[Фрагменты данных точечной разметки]

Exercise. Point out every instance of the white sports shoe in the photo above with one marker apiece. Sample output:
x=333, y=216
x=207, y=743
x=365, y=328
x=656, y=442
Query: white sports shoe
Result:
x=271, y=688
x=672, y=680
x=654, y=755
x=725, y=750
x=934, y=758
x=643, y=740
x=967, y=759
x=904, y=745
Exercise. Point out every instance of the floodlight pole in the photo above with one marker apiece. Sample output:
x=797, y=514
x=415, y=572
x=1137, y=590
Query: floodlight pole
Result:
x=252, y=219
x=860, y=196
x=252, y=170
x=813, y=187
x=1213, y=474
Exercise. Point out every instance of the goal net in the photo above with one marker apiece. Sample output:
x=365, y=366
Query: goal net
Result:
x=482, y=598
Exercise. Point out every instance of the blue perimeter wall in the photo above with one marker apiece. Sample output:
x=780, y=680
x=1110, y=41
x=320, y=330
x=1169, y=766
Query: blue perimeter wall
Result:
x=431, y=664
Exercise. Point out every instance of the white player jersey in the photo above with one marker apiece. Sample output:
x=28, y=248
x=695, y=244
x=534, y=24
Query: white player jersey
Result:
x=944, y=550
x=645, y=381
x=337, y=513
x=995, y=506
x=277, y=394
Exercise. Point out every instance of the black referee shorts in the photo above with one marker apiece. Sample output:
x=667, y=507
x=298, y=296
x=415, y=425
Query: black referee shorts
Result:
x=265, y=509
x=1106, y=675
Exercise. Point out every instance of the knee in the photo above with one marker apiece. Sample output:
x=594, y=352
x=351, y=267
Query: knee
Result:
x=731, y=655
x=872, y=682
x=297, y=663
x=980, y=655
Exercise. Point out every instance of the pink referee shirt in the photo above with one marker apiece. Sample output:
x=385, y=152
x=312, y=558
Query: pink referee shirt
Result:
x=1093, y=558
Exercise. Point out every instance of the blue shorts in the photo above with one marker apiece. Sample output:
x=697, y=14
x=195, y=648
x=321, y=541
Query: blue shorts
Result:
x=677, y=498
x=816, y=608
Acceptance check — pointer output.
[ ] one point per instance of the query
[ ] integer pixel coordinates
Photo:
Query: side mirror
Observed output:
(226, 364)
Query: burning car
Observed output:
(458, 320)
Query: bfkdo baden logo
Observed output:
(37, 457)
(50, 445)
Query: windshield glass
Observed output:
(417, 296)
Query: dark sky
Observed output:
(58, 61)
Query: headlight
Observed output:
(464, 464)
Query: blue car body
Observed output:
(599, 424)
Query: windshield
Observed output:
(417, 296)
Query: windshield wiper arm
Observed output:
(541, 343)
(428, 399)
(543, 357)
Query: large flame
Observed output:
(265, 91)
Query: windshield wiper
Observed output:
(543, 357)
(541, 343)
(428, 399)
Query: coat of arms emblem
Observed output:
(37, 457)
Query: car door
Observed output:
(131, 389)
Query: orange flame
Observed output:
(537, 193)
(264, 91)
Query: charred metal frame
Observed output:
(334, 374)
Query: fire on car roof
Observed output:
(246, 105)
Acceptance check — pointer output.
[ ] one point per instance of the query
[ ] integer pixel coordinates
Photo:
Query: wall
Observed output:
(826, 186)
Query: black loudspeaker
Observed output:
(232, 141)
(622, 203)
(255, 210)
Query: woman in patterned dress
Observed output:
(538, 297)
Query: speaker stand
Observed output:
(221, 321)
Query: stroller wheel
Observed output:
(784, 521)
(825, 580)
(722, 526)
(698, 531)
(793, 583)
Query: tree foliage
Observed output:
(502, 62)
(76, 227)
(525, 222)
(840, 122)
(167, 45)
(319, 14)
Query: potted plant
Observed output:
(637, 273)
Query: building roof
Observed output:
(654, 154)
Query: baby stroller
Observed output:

**Ваше задание**
Перепишите записи с самого начала и до строки с «x=725, y=750» включительно, сдвинув каждую координату в ответах на 124, то есть прибавив 124 к каждому числу. Все остальные строки, в том числе координаты в образцах вывода, оставьте без изменений.

**Ответ на упражнение**
Exercise. Point out every instance of the white sports shoe in the photo above with one marker apiece. Sample output:
x=333, y=216
x=207, y=743
x=365, y=328
x=656, y=442
Query: white sports shoe
Result:
x=395, y=812
x=796, y=804
x=778, y=879
x=849, y=874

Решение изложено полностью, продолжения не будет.